TASKS TO PERFORM
**a.** Set down word for word the part of the Tori Amos article that opens with the words containing "by Steve Morse" and closes with "experienced similar traumas.".
**b.** Translate this sentence from the Tori Amos article into Spanish: "Amos, 29, continues the healing process with her new album, "Under the Pink," a step forward musically and psychologically."
**c.** Write what comes next in the Tori Amos article, picking up after its final sentence.

New CD takes a step forward musically and psychologically

by Steve Morse
Globe Staff

Violence toward women is an escalating tragedy -- and it shapes the unsettling piano ballads of singer Tori Amos. A former child prodigy, she released a debut album two years ago, "Little Earthquakes," which talked openly about being raped. "It was me and a gun and a man on my back," she sang with telling urgency. The courage to voice her pain helped make the album a stunning success -- and led to a 250-city tour that became a needed therapy session for many women who had experienced similar traumas.

"I met a lot of people on the road," says Amos, who releases her second album Tuesday. "One in three had been through some kind of similar experience, which is a lot of people. Those are just the ones who spoke up and got backstage. There was a lot of camaraderie. I feel that admitting things was the door opening."

Amos, 29, continues the healing process with her new album, "Under the Pink," a step forward musically and psychologically. It moves from artful piano melodies to sharp cries of anger leading to self-affirmation. It's unlike any record you'll hear this year. Think of Sinead O'Connor sitting at a piano, singing by turns confidently, by turns desperately, yearning for balance.

"Once you walk through the door," says Amos, "It's a case of 'How do I wake up tomorrow and start living my life without seeing this guy's face in my head every day? Without feeling that if I'm passionate with a man I start to get sick because I associate it with this?' I have to somehow find the tools to get in there and realize that I have a choice on whether I want to be a victim for the rest of my life. . . . My feelings change daily about it. Some days I feel completely healed from this, and some days I see myself cowering or getting ridiculously violent. It's one way or the other.

"But I can talk about it now with a bit of separation because I've done so much work on it. When I took out of the experience was hatred for myself. because this man hated women so much, I took on his hatred. And more than anything, he was about murder. This guy wanted to literally cut me to pieces. Above anything that happened, that has been the thing that I've had to work through. And I've kind of associated it with sex and sexuality, although it's so beyond that.

DATASET EXCERPTS
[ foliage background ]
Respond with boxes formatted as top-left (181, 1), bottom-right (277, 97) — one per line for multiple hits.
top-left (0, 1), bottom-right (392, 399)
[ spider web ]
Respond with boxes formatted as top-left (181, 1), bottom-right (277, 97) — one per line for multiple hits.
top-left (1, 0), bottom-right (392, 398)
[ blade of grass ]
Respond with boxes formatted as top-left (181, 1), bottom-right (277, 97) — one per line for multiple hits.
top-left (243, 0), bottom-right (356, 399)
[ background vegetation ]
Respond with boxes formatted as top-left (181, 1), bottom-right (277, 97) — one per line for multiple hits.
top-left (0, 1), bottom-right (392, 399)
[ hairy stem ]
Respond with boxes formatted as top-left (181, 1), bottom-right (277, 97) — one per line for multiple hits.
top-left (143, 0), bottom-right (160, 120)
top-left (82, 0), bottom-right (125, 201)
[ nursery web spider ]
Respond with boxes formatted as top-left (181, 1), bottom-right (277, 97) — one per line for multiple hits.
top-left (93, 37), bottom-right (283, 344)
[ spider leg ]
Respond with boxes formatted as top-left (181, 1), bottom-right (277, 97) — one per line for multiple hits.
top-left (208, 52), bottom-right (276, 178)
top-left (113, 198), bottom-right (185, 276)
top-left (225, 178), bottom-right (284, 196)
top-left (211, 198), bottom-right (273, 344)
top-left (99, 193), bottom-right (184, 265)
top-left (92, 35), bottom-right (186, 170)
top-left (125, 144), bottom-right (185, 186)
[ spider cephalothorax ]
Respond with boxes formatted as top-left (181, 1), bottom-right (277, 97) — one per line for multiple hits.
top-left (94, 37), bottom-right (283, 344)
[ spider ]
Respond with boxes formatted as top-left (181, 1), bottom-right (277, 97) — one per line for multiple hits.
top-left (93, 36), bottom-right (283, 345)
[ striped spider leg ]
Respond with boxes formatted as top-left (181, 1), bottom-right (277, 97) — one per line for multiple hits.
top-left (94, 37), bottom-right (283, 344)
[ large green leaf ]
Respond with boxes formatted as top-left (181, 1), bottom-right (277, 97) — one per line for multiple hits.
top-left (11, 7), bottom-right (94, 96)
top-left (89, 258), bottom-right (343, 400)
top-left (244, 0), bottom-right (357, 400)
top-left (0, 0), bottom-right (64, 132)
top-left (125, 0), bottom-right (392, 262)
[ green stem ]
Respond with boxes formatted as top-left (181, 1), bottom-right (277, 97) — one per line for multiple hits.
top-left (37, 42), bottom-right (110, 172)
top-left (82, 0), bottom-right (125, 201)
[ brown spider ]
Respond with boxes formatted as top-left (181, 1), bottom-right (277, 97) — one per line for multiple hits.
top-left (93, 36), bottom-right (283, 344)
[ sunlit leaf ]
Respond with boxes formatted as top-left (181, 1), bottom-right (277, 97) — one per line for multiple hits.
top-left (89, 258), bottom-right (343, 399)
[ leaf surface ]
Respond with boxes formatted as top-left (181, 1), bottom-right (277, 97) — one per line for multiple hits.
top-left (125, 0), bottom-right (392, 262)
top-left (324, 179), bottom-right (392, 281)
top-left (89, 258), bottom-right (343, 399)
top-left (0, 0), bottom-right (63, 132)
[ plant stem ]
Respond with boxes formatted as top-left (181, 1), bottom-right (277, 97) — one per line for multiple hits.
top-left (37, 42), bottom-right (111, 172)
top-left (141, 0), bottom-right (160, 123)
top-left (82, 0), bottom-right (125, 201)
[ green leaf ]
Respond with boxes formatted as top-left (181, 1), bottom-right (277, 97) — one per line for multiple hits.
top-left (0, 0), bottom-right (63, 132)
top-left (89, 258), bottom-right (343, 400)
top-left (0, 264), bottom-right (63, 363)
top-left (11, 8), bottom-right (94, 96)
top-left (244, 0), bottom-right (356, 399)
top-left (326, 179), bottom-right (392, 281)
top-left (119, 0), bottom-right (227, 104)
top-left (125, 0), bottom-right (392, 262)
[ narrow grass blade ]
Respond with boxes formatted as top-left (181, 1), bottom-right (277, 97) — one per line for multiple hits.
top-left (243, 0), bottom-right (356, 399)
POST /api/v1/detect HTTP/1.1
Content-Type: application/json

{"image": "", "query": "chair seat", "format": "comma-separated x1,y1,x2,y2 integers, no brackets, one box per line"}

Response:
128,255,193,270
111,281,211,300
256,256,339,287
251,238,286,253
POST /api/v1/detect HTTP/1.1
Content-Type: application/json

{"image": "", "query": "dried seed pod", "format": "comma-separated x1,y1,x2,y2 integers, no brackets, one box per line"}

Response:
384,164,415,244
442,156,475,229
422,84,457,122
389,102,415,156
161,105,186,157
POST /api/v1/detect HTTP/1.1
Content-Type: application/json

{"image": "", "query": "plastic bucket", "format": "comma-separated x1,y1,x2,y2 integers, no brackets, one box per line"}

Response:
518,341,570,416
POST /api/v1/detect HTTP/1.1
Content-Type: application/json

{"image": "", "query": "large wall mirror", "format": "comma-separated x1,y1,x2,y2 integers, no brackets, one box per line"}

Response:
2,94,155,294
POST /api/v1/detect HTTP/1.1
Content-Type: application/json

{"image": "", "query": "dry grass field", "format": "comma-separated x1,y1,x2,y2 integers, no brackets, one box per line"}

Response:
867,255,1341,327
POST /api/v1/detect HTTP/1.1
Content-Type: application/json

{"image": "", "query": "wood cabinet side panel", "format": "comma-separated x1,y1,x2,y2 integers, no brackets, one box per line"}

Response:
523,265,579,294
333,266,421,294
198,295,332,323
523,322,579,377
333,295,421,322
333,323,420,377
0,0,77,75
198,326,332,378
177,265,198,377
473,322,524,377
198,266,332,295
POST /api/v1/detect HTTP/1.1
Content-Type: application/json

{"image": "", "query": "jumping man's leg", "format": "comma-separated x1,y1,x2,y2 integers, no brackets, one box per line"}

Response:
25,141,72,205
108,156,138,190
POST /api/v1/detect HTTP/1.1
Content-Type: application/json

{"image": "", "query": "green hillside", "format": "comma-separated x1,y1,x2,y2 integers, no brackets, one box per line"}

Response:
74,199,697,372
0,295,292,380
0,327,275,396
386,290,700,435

WRITTEN RESPONSES
**a.**
by Steve Morse
Globe Staff

Violence toward women is an escalating tragedy -- and it shapes the unsettling piano ballads of singer Tori Amos. A former child prodigy, she released a debut album two years ago, "Little Earthquakes," which talked openly about being raped. "It was me and a gun and a man on my back," she sang with telling urgency. The courage to voice her pain helped make the album a stunning success -- and led to a 250-city tour that became a needed therapy session for many women who had experienced similar traumas.

**b.** Amos, de 29 años, continúa el proceso de sanación con su nuevo álbum, "Under the Pink", un paso adelante en lo musical y en lo psicológico.

**c.**
"It's about trying to change someone's feeling about themselves, about cutting out a part of their soul," says Amos, the Washington, D.C.-based daughter of a Scottish father (who's a Methodist minister) and part-Cherokee Indian mother. "On the one hand, I'd curl up into this little wasted thing and say, 'OK, I am terrible.' Then I went the other way, which is, 'I'm warrior woman of life, and I can slaughter anything.' I couldn't find the balance. The truth is, I've never felt this kind of hatred before, and hatred is a very hard thing to work through your soul."

For Amos, therapy has come via music. "I do it through the songs. I want to make something click inside and get a little flame happening, where you'll go, 'Hey, this touches me,'" says Amos, who entered the Peabody Conservatory in Baltimore when she was only 5. "I think music gets into your molecular structure. I do think it shifts things. You can be riding down the road and hear something and just go, 'Oh my God, I'm never going to be the same again' . . . These are the tools I use. Music tools."

To write music for her new album, Amos rented a 150-year-old hacienda in New Mexico. "It's near the heart of the Pueblo nation. It just completely disarmed me. I needed to be in a place where I wasn't writing for the wrong reasons. So I was out in the desert and I met some pretty fascinating people. I met some of the 'ancient ones,' so to speak. They have a saying that 'The mountain spits you out if it doesn't like you.' And I was getting spit out like 60 times a day. I was going, why doesn't this mountain like me? And they said, 'Because you think you know it all.' . . . That was a valuable lesson.

"If you visit the Pueblos, they teach you about honoring the earth and honoring yourself. We don't understand about honoring ourselves. We just understand feeling bad about ourselves. I tried to get that experience [with the Pueblos] into the songs. It was a very nurturing environment."

Amos' new sense of self-acceptance is vividly seen in songs such as "Yes, Anastasia," "The Waitress" ("I believe in peace!" she shoulds) and, especially, "God," the album's first single, for which a video was just made showing the rituals of various religious groups -- Christians, Jews, Moslems and Hindus -- and expressing respect for each.

"We have to move on from the past thinking of 'This is the way or that is the way,'" says Amos, who will soon start another tour. "The new tribe is about: 'I respect my way and I respect your way.' It's about teaching young ones that they can choose their own belief system and really develop it. That's what's exciting. That's freedom -- honoring the god/goddess energy.

"If this alienates people, they need to get some popcorn and relax a bit," she says of the video. "Because this is documentation. I don't make fun of anything. I don't make fun of the truth. This is what goes on. This is everybody in their own way having their ritual.

"I was pushed into the Christian thing," she says. "And there were some interesting things I learned. But what many people in different institutions miss is that nobody has the right to dictate a belief system to somebody else."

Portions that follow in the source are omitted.